>>>>>
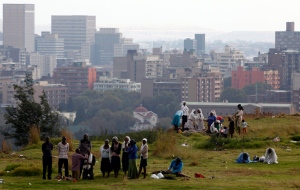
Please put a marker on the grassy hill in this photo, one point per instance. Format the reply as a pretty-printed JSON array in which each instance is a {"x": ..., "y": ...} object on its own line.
[{"x": 200, "y": 156}]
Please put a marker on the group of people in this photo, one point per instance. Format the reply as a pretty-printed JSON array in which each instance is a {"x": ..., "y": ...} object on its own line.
[
  {"x": 270, "y": 157},
  {"x": 111, "y": 158},
  {"x": 195, "y": 120},
  {"x": 82, "y": 160}
]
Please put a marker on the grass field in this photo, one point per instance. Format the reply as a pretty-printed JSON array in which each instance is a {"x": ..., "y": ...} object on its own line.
[{"x": 218, "y": 167}]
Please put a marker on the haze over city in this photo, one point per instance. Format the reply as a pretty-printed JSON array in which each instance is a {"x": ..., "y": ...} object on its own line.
[{"x": 157, "y": 20}]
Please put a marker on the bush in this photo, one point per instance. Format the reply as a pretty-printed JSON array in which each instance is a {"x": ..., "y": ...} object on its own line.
[
  {"x": 11, "y": 167},
  {"x": 69, "y": 136},
  {"x": 165, "y": 143},
  {"x": 34, "y": 135},
  {"x": 26, "y": 171}
]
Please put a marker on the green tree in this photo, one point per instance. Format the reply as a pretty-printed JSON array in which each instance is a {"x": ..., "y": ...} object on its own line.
[
  {"x": 27, "y": 113},
  {"x": 50, "y": 124},
  {"x": 80, "y": 115},
  {"x": 233, "y": 95}
]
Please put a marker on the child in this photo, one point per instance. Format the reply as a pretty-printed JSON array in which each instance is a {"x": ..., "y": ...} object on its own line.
[{"x": 244, "y": 125}]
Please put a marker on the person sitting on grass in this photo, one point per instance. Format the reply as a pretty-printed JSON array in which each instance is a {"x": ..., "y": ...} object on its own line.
[
  {"x": 270, "y": 156},
  {"x": 176, "y": 168}
]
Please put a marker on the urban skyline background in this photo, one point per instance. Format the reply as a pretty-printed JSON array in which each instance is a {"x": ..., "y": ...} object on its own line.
[{"x": 158, "y": 20}]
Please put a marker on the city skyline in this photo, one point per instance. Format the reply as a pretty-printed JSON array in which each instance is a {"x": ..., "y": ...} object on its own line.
[{"x": 214, "y": 16}]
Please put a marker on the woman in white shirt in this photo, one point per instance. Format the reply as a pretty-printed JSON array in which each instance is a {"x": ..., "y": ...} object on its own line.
<<<<<
WRITTEN REQUEST: Rewrite the lines above as a JSON list of strings with one string per line. Skip blank lines and leave the pictures out.

SOLVED EXERCISE:
[
  "Please put a marker on the grassy hill in this photo, one point per instance. Format the reply as a pretty-printed JSON array in which each instance is a {\"x\": ..., \"y\": ...} object on its own line.",
  "[{\"x\": 200, \"y\": 156}]",
  "Please put a marker on the group of people in this photo, one point per instance. Format the reply as a pretty-printed JSON array in which each instance is a {\"x\": ..., \"y\": ...} object on its own line.",
  "[",
  "  {\"x\": 270, \"y\": 157},",
  "  {\"x\": 111, \"y\": 158},",
  "  {\"x\": 195, \"y\": 120},",
  "  {\"x\": 82, \"y\": 160}",
  "]",
  "Please put a marker on the grass field in this photo, one point per instance. Format the reply as a pretty-printed JSON array in which each instance is a {\"x\": ..., \"y\": ...} object on its own line.",
  "[{\"x\": 218, \"y\": 167}]",
  "Please put a marker on the haze over city in this photo, one point per instance. Format the reply as a pretty-printed JSON array in which each instance is a {\"x\": ..., \"y\": ...} object on its own line.",
  "[{\"x\": 157, \"y\": 20}]",
  "Please put a marker on the bush in this photo, one point per instance. Format the reply as a pretty-printed JSON array in which each instance is a {\"x\": ..., \"y\": ...} object on its own line.",
  "[",
  "  {\"x\": 11, \"y\": 167},",
  "  {\"x\": 69, \"y\": 136},",
  "  {\"x\": 165, \"y\": 143},",
  "  {\"x\": 34, \"y\": 135},",
  "  {\"x\": 26, \"y\": 171}",
  "]",
  "Please put a marker on the green tree in this photo, one point per instance. Format the reply as a pretty-printed JSON array in which each instance is a {\"x\": ..., \"y\": ...} object on its own line.",
  "[",
  "  {\"x\": 27, \"y\": 113},",
  "  {\"x\": 50, \"y\": 124},",
  "  {\"x\": 80, \"y\": 115},",
  "  {\"x\": 233, \"y\": 95}",
  "]",
  "Please put a marker on the child in this photo, one point per instance. Format the reply as a pretty-printed JSON array in which each instance is a {\"x\": ..., \"y\": ...} object on its own line.",
  "[{\"x\": 244, \"y\": 125}]",
  "Please put a marker on the person sitting on grass in this photo, one point per instance. Format the reply as a pretty-printed JSON array in which each instance is a {\"x\": ..., \"y\": ...} object on its own line.",
  "[",
  "  {\"x\": 270, \"y\": 156},",
  "  {\"x\": 176, \"y\": 168}",
  "]",
  "Please put a marker on the urban skyline background in this photo, one point per instance. Format the reply as a pretty-printed JSON array in which each instance is a {\"x\": ..., \"y\": ...} object on its own line.",
  "[{\"x\": 158, \"y\": 20}]",
  "Please put a marker on the city skyline in this photo, one point per instance. Format the reply as a pretty-printed JSON array in which each instance is a {\"x\": ..., \"y\": ...} object on its own line.",
  "[{\"x\": 214, \"y\": 16}]",
  "Please put a marker on the woman in white shirt in this photo, one point per instance. Format the reply as a pretty-printed JSON array in which each instance is a {\"x\": ..., \"y\": ...} object on its own line."
]